= What this task involves =
Treat the line containing "Ground the woman" as the first line of the answer and the last line of the data as its final line, reproducing every line between exactly.

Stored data
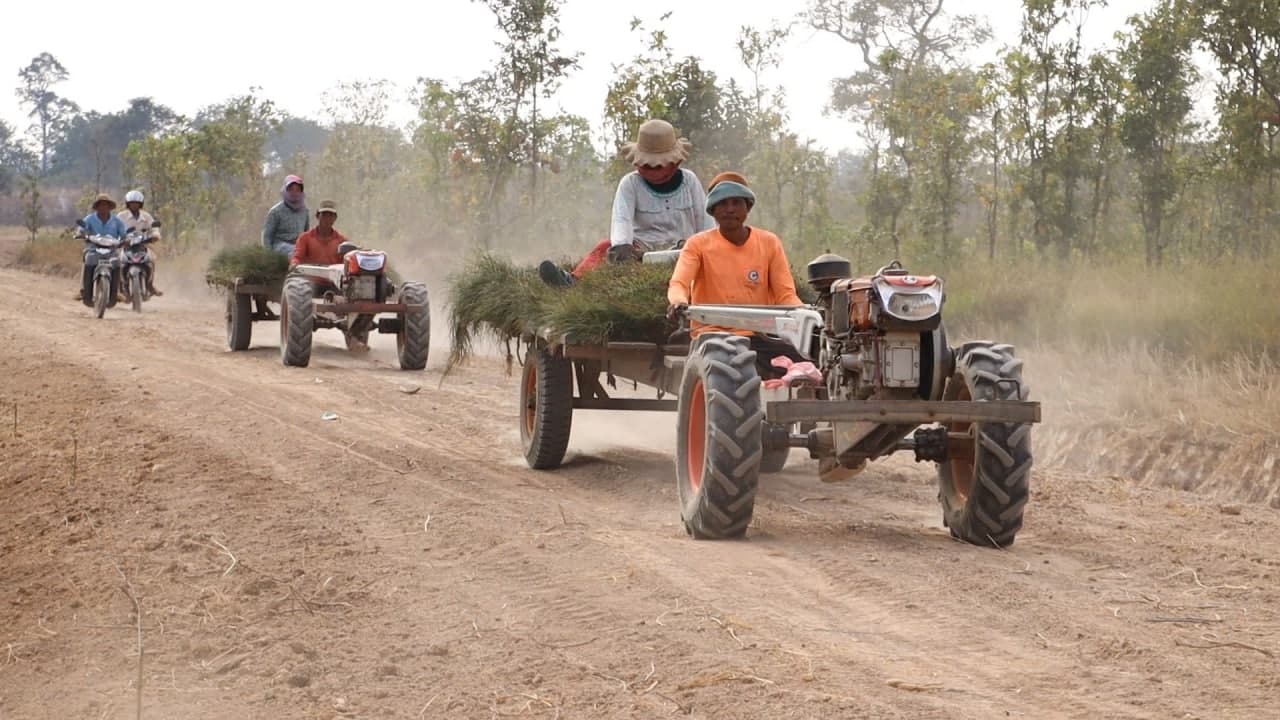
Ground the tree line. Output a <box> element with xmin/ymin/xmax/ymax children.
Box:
<box><xmin>2</xmin><ymin>0</ymin><xmax>1277</xmax><ymax>268</ymax></box>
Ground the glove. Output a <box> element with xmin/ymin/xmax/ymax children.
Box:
<box><xmin>666</xmin><ymin>302</ymin><xmax>688</xmax><ymax>322</ymax></box>
<box><xmin>607</xmin><ymin>244</ymin><xmax>639</xmax><ymax>264</ymax></box>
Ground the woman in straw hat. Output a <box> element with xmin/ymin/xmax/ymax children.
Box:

= Task response =
Ground the woman in straw hat. Output a <box> element with xmin/ymin/xmax/ymax children.
Box:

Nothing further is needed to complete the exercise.